>>>>

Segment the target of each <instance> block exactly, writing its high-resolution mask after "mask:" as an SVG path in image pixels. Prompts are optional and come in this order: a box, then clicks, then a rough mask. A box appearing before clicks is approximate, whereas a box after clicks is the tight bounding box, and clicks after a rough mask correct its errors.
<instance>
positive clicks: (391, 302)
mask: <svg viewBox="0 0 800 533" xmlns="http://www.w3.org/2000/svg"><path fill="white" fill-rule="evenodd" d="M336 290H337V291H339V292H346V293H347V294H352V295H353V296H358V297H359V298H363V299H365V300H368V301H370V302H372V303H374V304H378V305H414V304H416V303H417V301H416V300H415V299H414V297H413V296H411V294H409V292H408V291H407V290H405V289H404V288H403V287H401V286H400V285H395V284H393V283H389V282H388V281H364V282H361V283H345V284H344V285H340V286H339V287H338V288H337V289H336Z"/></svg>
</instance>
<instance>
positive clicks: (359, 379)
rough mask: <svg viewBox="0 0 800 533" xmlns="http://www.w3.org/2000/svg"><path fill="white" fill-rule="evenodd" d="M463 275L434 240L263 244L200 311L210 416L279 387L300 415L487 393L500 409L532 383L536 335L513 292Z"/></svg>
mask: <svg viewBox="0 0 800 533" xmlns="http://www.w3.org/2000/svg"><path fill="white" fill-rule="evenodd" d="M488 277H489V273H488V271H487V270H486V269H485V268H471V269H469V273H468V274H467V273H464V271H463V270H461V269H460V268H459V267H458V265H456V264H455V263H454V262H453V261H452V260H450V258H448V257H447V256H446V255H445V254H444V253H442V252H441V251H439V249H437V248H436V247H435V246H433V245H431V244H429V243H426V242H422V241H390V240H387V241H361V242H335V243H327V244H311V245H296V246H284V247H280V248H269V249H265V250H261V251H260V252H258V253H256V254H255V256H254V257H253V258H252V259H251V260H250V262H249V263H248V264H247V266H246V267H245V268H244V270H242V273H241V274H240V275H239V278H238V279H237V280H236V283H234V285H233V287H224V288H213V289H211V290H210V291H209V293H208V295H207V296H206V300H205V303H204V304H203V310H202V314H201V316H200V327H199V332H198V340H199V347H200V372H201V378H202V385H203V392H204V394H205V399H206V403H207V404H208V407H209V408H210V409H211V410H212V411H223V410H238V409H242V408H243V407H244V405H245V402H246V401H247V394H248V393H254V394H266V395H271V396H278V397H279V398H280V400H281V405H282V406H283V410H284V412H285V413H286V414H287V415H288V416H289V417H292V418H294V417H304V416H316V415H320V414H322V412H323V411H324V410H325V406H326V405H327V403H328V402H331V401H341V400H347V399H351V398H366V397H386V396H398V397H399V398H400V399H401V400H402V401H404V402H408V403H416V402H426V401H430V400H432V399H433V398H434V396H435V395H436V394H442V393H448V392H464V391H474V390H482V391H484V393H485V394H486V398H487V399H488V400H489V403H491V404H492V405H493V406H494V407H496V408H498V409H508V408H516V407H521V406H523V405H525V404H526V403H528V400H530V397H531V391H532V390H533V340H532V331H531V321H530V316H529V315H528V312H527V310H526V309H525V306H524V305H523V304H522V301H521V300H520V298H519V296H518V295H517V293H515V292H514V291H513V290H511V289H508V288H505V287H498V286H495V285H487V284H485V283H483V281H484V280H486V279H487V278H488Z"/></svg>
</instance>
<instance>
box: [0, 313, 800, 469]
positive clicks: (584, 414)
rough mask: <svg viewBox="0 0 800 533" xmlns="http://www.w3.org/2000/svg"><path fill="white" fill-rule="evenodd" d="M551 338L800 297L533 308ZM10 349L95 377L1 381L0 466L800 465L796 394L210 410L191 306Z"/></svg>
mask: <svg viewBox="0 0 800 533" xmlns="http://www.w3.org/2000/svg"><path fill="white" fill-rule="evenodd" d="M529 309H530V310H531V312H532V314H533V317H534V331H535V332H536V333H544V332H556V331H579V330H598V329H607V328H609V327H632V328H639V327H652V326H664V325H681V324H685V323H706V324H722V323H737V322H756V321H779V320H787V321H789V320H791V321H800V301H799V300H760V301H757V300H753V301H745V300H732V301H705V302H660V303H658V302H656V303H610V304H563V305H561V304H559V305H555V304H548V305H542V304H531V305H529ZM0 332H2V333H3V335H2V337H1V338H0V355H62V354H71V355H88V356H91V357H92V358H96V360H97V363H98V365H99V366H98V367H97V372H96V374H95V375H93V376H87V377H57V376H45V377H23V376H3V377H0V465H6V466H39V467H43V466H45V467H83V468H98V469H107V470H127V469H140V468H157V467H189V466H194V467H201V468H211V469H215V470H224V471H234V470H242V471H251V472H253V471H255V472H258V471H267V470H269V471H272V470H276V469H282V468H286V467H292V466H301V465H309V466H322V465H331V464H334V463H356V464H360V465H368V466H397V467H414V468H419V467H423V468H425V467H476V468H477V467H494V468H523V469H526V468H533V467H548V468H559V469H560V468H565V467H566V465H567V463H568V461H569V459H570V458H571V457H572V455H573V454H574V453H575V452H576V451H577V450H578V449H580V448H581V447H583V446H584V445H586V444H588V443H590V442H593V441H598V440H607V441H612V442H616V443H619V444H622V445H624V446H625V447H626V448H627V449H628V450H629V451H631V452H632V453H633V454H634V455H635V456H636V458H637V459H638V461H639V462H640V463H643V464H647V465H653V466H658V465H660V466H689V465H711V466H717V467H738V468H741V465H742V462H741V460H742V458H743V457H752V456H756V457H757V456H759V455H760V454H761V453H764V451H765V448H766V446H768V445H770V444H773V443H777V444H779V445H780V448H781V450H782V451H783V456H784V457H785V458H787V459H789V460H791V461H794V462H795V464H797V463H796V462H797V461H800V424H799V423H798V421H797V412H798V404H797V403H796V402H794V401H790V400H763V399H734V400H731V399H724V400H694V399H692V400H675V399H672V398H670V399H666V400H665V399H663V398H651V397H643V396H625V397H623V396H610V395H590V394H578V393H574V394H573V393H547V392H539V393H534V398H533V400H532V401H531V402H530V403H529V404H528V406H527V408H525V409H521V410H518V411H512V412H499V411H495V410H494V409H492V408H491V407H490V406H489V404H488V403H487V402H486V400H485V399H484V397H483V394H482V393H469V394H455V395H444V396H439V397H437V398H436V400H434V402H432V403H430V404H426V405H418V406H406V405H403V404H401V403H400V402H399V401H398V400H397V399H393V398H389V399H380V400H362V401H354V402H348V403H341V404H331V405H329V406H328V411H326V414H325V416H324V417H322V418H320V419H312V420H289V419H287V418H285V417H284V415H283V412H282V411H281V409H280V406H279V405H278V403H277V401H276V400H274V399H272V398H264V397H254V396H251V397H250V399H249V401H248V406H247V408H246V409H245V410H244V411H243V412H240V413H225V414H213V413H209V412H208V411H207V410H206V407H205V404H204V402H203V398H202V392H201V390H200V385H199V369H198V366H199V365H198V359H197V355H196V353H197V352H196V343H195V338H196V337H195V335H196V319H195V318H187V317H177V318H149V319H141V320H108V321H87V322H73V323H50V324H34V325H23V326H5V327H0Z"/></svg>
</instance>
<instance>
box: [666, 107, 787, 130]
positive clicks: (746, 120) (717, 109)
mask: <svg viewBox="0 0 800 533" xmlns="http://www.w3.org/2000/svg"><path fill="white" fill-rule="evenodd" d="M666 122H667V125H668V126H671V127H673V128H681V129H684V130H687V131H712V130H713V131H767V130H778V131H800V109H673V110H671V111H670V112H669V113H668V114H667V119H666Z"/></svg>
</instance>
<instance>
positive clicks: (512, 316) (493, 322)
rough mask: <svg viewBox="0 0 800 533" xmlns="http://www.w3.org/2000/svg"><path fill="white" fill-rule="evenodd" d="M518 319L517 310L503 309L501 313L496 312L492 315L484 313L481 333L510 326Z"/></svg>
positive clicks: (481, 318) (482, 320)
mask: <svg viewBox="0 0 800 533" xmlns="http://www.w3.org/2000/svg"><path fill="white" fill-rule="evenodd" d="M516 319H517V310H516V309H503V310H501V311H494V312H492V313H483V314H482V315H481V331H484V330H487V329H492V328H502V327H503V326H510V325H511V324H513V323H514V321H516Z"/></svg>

<<<<

**Aim of the exercise:**
Find every line in the records that contains the string "positive" and copy each one in full. Matching is case-sensitive.

**Exercise response:**
positive clicks: (391, 302)
positive clicks: (359, 379)
positive clicks: (584, 414)
positive clicks: (746, 120) (717, 109)
positive clicks: (512, 316) (493, 322)
positive clicks: (481, 318) (482, 320)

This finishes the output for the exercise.